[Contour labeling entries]
--
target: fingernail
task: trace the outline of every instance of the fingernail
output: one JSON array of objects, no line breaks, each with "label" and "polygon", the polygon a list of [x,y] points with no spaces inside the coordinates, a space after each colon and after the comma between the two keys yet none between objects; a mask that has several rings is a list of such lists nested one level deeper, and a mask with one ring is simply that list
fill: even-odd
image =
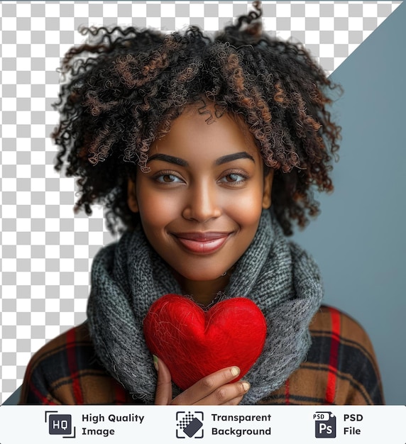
--
__Exercise task__: Please print every line of the records above word for word, and leave out the pictures.

__Written response__:
target: fingernail
task: trace the outline of every instance of the fingernail
output: one JSON array of objects, no line breaks, each with "label" and "polygon", the polygon a list of [x,y] points with no spaces inside the coordinates, a space after each colon and after the comma between the two keys yet none between objects; a mask that has several rings is a list of such lists nested one level deeper, and a mask with one ring is simply that list
fill: even-odd
image =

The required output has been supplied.